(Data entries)

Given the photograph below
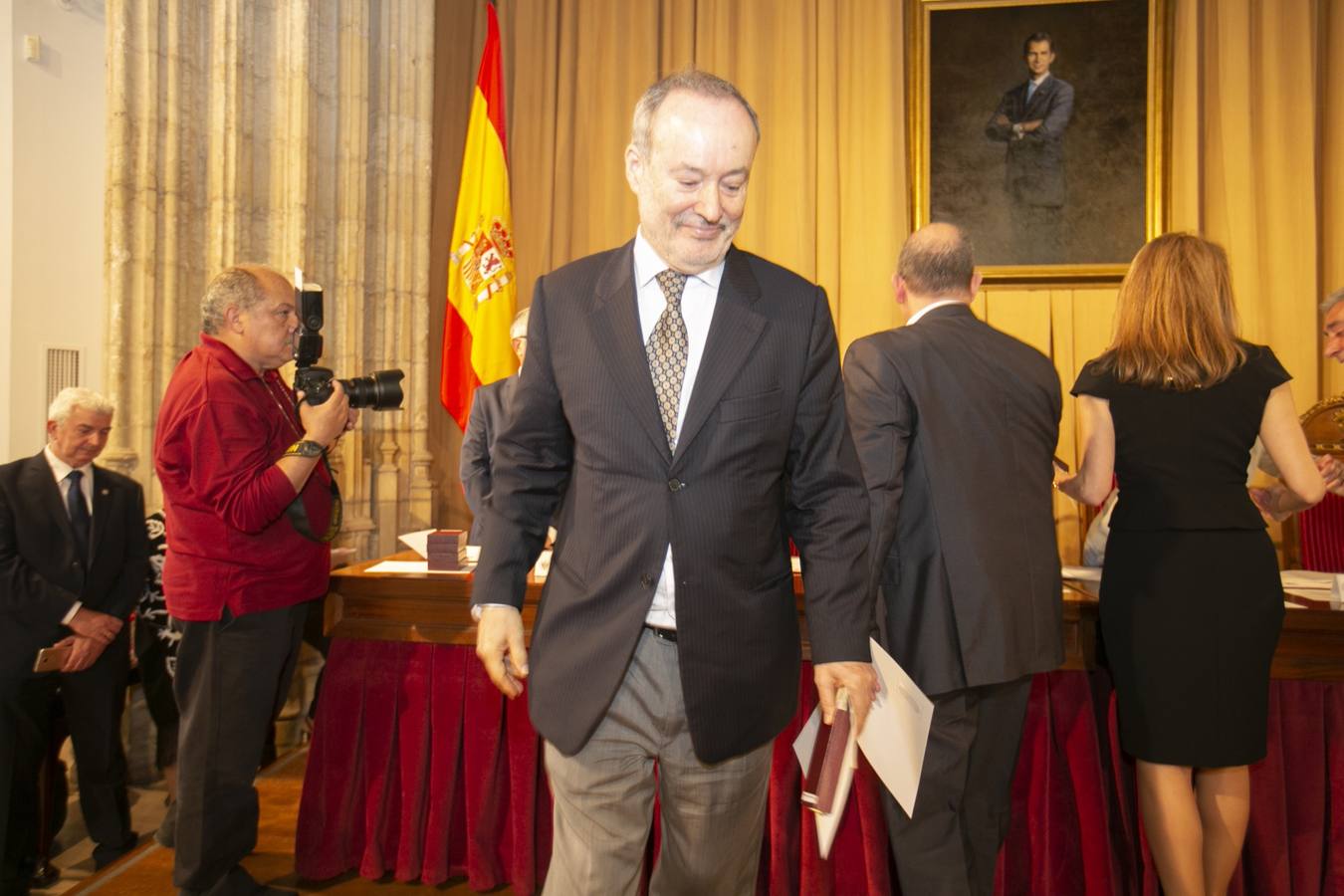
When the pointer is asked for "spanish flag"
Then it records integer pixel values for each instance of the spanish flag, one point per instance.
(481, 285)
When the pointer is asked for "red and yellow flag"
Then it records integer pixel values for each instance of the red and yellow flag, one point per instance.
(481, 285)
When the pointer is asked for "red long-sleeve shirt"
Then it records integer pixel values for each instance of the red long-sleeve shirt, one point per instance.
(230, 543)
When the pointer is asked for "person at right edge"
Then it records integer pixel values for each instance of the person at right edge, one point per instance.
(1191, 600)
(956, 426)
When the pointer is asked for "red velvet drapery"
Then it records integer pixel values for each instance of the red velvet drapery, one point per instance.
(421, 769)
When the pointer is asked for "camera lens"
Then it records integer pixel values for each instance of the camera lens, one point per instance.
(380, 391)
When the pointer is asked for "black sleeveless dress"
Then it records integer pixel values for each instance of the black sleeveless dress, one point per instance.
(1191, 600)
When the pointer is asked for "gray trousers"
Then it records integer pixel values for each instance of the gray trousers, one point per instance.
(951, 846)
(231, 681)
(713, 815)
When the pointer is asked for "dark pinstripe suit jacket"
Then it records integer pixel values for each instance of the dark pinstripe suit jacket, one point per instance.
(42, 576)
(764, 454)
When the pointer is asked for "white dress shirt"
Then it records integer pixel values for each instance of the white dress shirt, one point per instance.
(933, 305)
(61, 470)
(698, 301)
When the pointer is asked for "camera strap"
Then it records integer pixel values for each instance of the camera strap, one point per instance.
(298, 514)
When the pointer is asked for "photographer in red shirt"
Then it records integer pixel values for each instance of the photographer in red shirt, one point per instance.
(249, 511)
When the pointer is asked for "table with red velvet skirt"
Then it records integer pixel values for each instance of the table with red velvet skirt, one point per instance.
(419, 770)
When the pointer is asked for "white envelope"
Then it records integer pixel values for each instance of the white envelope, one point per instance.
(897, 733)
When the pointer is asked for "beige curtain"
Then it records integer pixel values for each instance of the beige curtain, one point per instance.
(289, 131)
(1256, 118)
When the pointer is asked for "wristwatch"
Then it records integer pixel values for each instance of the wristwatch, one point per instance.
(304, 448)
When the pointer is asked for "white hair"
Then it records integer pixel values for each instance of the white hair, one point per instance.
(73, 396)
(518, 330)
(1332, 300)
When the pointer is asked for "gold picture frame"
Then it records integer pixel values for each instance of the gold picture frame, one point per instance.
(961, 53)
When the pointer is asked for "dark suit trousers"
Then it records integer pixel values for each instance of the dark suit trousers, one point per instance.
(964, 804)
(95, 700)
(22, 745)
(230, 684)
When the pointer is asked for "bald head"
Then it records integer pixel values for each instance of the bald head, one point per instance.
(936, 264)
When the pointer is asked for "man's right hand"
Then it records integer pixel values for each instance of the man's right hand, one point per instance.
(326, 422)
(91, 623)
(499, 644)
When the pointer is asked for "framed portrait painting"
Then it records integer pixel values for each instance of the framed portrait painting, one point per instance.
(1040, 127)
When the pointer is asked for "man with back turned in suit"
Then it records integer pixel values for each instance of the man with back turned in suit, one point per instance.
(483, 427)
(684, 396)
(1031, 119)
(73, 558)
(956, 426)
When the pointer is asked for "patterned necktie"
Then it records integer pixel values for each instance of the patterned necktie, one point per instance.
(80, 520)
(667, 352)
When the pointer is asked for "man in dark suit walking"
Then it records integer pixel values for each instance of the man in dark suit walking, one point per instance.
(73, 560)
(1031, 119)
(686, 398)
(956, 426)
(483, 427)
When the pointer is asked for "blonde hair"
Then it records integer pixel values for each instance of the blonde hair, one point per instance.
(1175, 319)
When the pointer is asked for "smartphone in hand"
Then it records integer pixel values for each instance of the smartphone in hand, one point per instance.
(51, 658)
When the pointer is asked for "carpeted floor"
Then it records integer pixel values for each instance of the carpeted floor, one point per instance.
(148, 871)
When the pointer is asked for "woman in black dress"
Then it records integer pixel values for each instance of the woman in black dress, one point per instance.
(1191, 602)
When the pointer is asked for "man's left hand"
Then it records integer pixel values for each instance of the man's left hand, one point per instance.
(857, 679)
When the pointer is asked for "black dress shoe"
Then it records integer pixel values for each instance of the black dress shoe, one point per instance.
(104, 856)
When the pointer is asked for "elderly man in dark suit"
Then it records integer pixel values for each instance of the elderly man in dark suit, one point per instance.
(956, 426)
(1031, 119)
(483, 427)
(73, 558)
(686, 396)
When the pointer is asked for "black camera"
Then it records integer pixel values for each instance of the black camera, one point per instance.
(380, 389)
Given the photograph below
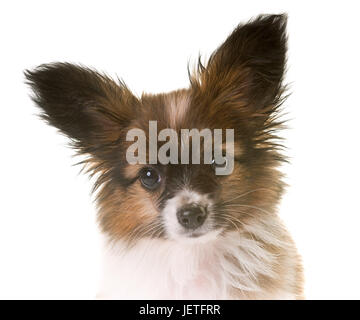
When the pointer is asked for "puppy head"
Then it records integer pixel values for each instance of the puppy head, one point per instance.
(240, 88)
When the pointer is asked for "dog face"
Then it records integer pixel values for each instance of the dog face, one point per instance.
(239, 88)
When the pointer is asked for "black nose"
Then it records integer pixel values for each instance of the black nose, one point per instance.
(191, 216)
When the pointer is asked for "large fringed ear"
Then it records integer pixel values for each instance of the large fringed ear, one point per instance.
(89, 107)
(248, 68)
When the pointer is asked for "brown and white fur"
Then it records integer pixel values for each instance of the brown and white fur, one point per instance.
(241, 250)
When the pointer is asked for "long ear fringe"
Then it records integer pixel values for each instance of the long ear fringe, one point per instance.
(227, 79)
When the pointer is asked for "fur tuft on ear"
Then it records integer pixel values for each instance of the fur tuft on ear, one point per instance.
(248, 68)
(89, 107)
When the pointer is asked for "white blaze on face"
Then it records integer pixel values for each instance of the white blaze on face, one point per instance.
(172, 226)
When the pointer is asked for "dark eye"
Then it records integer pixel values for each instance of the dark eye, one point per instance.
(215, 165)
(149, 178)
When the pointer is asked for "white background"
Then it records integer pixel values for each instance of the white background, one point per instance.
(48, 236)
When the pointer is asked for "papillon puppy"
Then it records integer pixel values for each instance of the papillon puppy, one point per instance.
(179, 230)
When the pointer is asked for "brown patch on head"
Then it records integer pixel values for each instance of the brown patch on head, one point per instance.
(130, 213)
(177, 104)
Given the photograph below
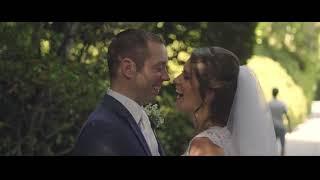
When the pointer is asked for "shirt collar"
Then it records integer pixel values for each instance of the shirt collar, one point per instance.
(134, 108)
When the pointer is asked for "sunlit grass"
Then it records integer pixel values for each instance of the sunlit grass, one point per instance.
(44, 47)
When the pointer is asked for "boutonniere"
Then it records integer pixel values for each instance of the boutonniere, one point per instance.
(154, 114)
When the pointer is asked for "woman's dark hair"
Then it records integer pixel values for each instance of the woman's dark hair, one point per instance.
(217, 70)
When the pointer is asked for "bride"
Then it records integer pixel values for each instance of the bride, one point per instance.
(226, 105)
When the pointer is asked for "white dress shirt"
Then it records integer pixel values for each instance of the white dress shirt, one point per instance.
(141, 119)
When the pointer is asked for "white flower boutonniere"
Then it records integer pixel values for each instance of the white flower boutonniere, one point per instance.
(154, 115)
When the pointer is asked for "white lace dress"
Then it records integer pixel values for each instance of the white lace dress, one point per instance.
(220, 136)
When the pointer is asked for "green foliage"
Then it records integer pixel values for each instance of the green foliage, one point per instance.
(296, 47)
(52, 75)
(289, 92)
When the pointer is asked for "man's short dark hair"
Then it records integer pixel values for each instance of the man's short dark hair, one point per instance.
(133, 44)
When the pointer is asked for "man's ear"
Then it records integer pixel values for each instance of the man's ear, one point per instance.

_What the task requires_
Keep only the lines above that contain the string "floor", treating uppercase and lowercase as different.

_Task solution_
When the pointer is asked for "carpeted floor"
Then it records integer pixel values for each instance of the carpeted floor, one point per instance.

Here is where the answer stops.